- _Task_
Print every row below again, word for word and unchanged.

- _Stored records_
— BEGIN —

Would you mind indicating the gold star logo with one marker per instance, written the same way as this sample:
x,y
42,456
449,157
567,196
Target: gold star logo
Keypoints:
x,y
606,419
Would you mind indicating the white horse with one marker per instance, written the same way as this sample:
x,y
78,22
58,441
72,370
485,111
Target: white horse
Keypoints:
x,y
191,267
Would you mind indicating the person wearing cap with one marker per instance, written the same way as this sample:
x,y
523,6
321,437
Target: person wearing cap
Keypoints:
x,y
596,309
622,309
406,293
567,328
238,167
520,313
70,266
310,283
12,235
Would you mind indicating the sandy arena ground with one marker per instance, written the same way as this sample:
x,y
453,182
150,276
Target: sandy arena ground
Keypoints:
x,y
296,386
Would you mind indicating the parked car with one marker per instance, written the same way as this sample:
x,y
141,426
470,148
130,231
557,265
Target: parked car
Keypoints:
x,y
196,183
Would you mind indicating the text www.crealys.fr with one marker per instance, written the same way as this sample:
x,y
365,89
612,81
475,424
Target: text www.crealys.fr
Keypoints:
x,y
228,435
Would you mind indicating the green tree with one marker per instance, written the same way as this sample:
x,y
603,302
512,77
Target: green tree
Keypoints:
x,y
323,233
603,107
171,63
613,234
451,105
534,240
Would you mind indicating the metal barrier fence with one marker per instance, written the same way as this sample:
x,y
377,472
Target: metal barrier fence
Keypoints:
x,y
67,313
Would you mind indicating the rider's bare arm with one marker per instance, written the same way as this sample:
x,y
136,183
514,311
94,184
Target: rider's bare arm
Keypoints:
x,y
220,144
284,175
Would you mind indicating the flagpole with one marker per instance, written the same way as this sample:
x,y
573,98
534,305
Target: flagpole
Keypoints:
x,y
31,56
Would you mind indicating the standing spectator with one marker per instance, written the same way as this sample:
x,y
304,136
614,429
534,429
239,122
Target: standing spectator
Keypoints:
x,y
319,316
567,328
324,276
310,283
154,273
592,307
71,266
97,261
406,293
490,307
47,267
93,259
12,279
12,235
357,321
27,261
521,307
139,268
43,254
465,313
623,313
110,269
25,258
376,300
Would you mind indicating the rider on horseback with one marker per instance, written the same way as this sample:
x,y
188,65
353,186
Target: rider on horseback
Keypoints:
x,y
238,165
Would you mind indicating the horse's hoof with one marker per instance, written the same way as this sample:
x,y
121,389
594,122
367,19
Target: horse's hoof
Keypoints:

— END —

- _Expected output_
Would you mind indicating the gold star logo with one marker per instance, written the same way as this sample:
x,y
42,456
449,157
567,196
Target: gold star logo
Keypoints:
x,y
606,419
Would you mind indicating the white horse with one marker per instance, written the same way as this sample:
x,y
78,22
58,441
72,370
485,111
Target: white horse
Keypoints:
x,y
191,267
Would you mind indicating the person wearing cap with one marker per instance, written the same way as this sample:
x,y
523,6
321,437
Target: person wearing cap
Keypoints:
x,y
596,309
622,309
406,293
567,328
238,167
520,313
70,266
310,283
12,235
Would you mind indicating the sandy arena ground with one marker per instance, written the same way as this sample:
x,y
453,182
150,276
Target: sandy arena ground
Keypoints:
x,y
296,386
Would you mind indicating the parked car with one marker per instance, written the same way as this sample:
x,y
141,426
470,148
130,231
557,265
Target: parked car
Keypoints:
x,y
196,183
Would you mind indicating the text www.crealys.fr with one marker per instance, written the same way as this sample:
x,y
365,89
612,81
475,424
Target: text www.crealys.fr
Keypoints:
x,y
228,435
Would you mind indicating the green tree with one marker per instance, written the same way as this sample:
x,y
603,302
512,77
Target: green tree
Keypoints:
x,y
323,233
603,107
171,63
613,234
451,105
534,240
Would you mind indicating the metal barrier fence with one marker per instance, written the same way as this sample:
x,y
377,472
Target: metal barrier fence
Keypoints:
x,y
67,313
Would you mind indicating the rider's bare arm with one marker per instance, written the same way as this sample:
x,y
136,183
514,311
94,184
Target: rider's bare arm
Keypoints:
x,y
220,144
284,175
Would you mind indicating the flagpole with one marker per instance, written the same way as this sample:
x,y
573,98
534,305
Target: flagpole
Keypoints:
x,y
31,56
Would you mind indicating the standing spectator with one marker per instance, written the same way as this sample:
x,y
304,136
614,429
534,429
239,122
Target: standing spectator
Keypoints:
x,y
319,316
567,328
324,276
310,283
154,273
592,307
71,266
97,261
406,293
490,307
47,267
93,259
12,279
12,235
357,321
27,261
521,307
139,268
43,254
465,313
623,313
110,269
25,258
376,300
Would you mind indicating the rider on horseback with one marker per instance, written the same way as this sample:
x,y
188,65
353,186
Target: rider on horseback
Keypoints:
x,y
238,165
Would you mind indicating the horse's hoof with one marker per instance, written the same way as this sample:
x,y
121,389
594,122
367,19
Target: horse's hoof
Keypoints:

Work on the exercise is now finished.